Saved entries:
# # # # #
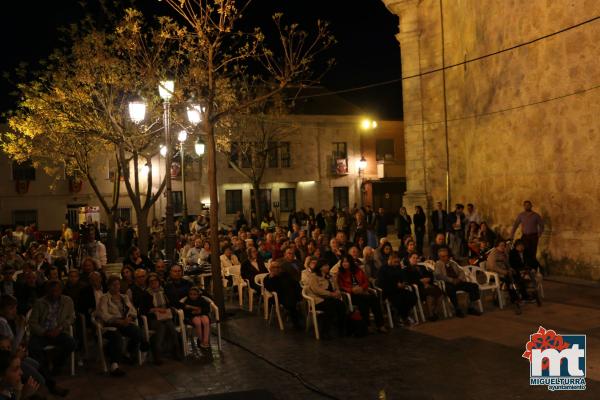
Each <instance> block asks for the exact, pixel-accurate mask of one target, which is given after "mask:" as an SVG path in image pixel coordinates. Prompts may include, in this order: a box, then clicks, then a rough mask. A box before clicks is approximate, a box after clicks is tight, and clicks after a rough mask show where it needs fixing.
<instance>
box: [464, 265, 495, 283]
mask: <svg viewBox="0 0 600 400" xmlns="http://www.w3.org/2000/svg"><path fill="white" fill-rule="evenodd" d="M467 268H468V269H469V272H470V273H471V277H472V278H473V279H474V282H476V283H479V284H482V283H481V282H479V280H478V279H477V276H481V274H484V275H485V282H484V283H483V284H484V285H494V284H497V283H498V282H492V279H494V280H495V278H494V277H495V275H494V274H493V273H491V272H489V271H486V270H484V269H482V268H480V267H478V266H476V265H470V266H468V267H467ZM478 272H479V274H478Z"/></svg>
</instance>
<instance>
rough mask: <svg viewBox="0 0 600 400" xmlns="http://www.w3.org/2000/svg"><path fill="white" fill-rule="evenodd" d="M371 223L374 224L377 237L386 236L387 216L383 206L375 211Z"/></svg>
mask: <svg viewBox="0 0 600 400" xmlns="http://www.w3.org/2000/svg"><path fill="white" fill-rule="evenodd" d="M373 225H375V233H376V234H377V239H381V238H384V237H387V217H386V215H385V210H384V209H383V208H381V207H380V208H379V210H378V211H377V214H376V215H375V218H374V223H373Z"/></svg>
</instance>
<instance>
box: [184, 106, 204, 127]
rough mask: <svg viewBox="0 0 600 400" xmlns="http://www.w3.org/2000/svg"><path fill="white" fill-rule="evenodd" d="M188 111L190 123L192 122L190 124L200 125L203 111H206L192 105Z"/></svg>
mask: <svg viewBox="0 0 600 400" xmlns="http://www.w3.org/2000/svg"><path fill="white" fill-rule="evenodd" d="M187 111H188V121H190V124H192V125H198V124H199V123H200V122H202V111H204V110H203V109H202V107H200V106H199V105H197V104H192V105H191V106H190V107H188V110H187Z"/></svg>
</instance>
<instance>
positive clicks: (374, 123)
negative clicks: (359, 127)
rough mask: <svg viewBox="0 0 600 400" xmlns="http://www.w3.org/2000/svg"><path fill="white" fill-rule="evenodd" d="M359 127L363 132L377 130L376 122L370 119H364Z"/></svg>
mask: <svg viewBox="0 0 600 400" xmlns="http://www.w3.org/2000/svg"><path fill="white" fill-rule="evenodd" d="M360 126H361V127H362V128H363V129H364V130H365V131H367V130H371V129H375V128H377V121H375V120H374V119H370V118H365V119H363V120H362V121H361V122H360Z"/></svg>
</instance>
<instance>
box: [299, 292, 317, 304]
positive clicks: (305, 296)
mask: <svg viewBox="0 0 600 400" xmlns="http://www.w3.org/2000/svg"><path fill="white" fill-rule="evenodd" d="M306 289H307V288H302V298H304V299H305V300H306V301H308V303H309V304H310V306H311V307H314V306H315V299H314V298H313V297H312V296H311V295H309V294H308V292H307V291H306Z"/></svg>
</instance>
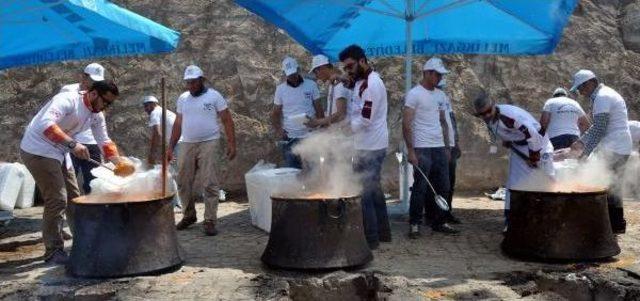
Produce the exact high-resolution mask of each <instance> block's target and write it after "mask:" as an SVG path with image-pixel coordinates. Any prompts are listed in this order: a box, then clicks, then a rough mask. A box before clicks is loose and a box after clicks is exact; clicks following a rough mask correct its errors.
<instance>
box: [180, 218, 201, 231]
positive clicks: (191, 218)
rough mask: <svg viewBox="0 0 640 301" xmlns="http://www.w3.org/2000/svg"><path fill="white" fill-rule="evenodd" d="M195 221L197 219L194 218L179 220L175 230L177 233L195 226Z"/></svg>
mask: <svg viewBox="0 0 640 301" xmlns="http://www.w3.org/2000/svg"><path fill="white" fill-rule="evenodd" d="M196 221H197V219H196V218H195V217H191V218H187V217H183V218H182V220H180V222H179V223H178V224H177V225H176V229H177V230H178V231H180V230H184V229H186V228H188V227H189V226H191V225H193V224H195V222H196Z"/></svg>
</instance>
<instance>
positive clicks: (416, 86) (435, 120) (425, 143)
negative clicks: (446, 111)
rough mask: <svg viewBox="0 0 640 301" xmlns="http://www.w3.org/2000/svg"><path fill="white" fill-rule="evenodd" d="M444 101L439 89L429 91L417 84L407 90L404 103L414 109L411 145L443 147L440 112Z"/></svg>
mask: <svg viewBox="0 0 640 301" xmlns="http://www.w3.org/2000/svg"><path fill="white" fill-rule="evenodd" d="M446 101H447V100H446V95H445V94H444V92H442V90H440V89H433V90H431V91H429V90H427V89H426V88H425V87H423V86H422V85H417V86H415V87H413V88H412V89H411V90H409V93H408V94H407V96H406V98H405V102H404V105H405V106H406V107H408V108H411V109H413V110H415V115H414V118H413V123H412V125H411V127H412V131H413V147H416V148H424V147H444V137H443V136H442V126H441V125H440V112H441V111H445V105H444V103H445V102H446ZM445 115H446V112H445Z"/></svg>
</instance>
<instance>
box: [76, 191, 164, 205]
mask: <svg viewBox="0 0 640 301" xmlns="http://www.w3.org/2000/svg"><path fill="white" fill-rule="evenodd" d="M138 195H140V194H138ZM131 196H135V194H133V195H132V194H126V193H118V192H111V193H101V194H88V195H83V196H79V197H76V198H74V199H72V200H71V202H73V203H74V204H76V205H87V206H92V205H122V204H138V203H146V202H153V201H159V200H166V199H170V198H173V197H174V196H175V192H168V193H166V194H165V195H164V196H163V195H162V193H150V194H144V196H145V197H144V198H141V199H135V200H133V199H131V200H129V199H128V198H131ZM87 198H89V199H102V198H108V199H111V200H115V201H108V202H104V201H95V202H82V201H81V200H83V199H87Z"/></svg>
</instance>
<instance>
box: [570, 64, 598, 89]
mask: <svg viewBox="0 0 640 301" xmlns="http://www.w3.org/2000/svg"><path fill="white" fill-rule="evenodd" d="M593 78H596V75H595V74H594V73H593V72H592V71H591V70H586V69H582V70H580V71H578V72H576V74H574V75H573V86H571V89H570V91H571V92H575V91H576V90H578V87H580V85H582V84H584V83H585V82H586V81H588V80H590V79H593Z"/></svg>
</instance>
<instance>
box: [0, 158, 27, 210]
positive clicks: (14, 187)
mask: <svg viewBox="0 0 640 301" xmlns="http://www.w3.org/2000/svg"><path fill="white" fill-rule="evenodd" d="M23 180H24V176H23V175H22V172H20V169H19V168H18V167H17V166H16V165H15V164H13V163H0V210H7V211H11V210H13V208H14V207H15V205H16V201H17V200H18V194H19V193H20V188H21V187H22V181H23Z"/></svg>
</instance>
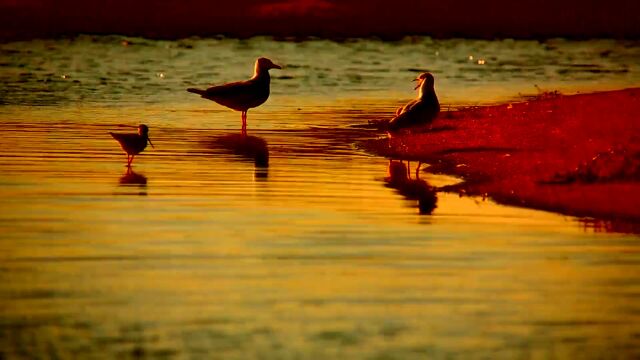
# # # # #
* [WHAT YOU SHOULD DO]: Please report how many lines in the rows above contain the string "negative", matching case exactly. Give only the number.

* [EXERCISE SOLUTION]: 2